— BEGIN PROVIDED RECORDS —
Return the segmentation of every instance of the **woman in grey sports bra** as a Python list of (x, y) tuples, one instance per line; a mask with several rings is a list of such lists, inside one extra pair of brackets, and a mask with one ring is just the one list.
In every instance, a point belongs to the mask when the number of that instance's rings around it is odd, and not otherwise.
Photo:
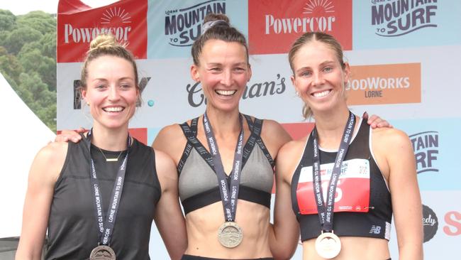
[[(179, 189), (188, 238), (183, 259), (272, 259), (272, 158), (290, 137), (274, 121), (240, 115), (239, 102), (251, 77), (245, 38), (229, 26), (224, 15), (209, 14), (204, 22), (204, 27), (209, 28), (192, 46), (191, 75), (201, 83), (206, 97), (206, 117), (225, 175), (235, 172), (234, 157), (241, 133), (243, 154), (238, 163), (242, 167), (236, 212), (232, 221), (226, 221), (220, 188), (221, 183), (230, 181), (226, 177), (218, 181), (216, 163), (209, 153), (204, 116), (166, 126), (157, 136), (153, 147), (170, 154), (180, 174)], [(229, 188), (229, 200), (233, 190)], [(240, 229), (240, 233), (228, 230), (234, 226), (227, 222), (235, 223), (238, 227), (233, 230)]]
[[(201, 83), (206, 113), (165, 127), (152, 144), (178, 168), (188, 238), (182, 259), (289, 258), (296, 243), (277, 244), (270, 205), (273, 159), (291, 138), (274, 121), (240, 114), (239, 102), (252, 73), (245, 38), (225, 15), (209, 14), (204, 23), (206, 30), (192, 46), (191, 75)], [(236, 203), (227, 205), (235, 192)], [(297, 237), (298, 227), (287, 232)]]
— END PROVIDED RECORDS —
## WHAT IS REQUIRED
Rewrite the material above with "sports bra" replaced by "tank top" and every other part unchanged, leaving the picture out of your answer.

## WRITTEN REPLY
Return the segmentation of every instance of the **woman in grey tank top** as a Python list of (x, y) tuples, one instance per line; a mask with several rings is a list of such lists, inside one extra pair of brackets, and a mask with one ring is just the one list.
In every instance, a point belongs to the mask when the number of that instance's rings around it is odd, and not otherwise.
Photo:
[[(179, 189), (188, 238), (183, 259), (272, 259), (272, 158), (290, 137), (274, 121), (240, 115), (239, 102), (251, 77), (245, 38), (229, 26), (224, 15), (209, 14), (204, 22), (204, 27), (209, 28), (192, 46), (191, 75), (201, 83), (206, 97), (206, 117), (225, 175), (235, 172), (234, 157), (241, 133), (243, 154), (238, 163), (242, 167), (236, 212), (232, 221), (226, 221), (220, 188), (221, 183), (230, 181), (226, 177), (218, 181), (216, 163), (209, 153), (204, 116), (166, 126), (157, 136), (153, 147), (170, 154), (180, 174)], [(229, 188), (229, 200), (233, 190)], [(240, 229), (240, 233), (228, 230), (234, 226), (227, 222), (235, 223), (238, 227), (233, 230)]]
[[(201, 83), (206, 113), (165, 127), (152, 144), (178, 168), (188, 238), (182, 259), (289, 258), (296, 243), (277, 244), (270, 205), (273, 159), (291, 138), (274, 121), (240, 114), (239, 102), (252, 73), (245, 38), (225, 15), (209, 14), (204, 23), (206, 30), (192, 46), (191, 75)], [(236, 203), (227, 205), (235, 192)], [(297, 237), (298, 227), (287, 232)]]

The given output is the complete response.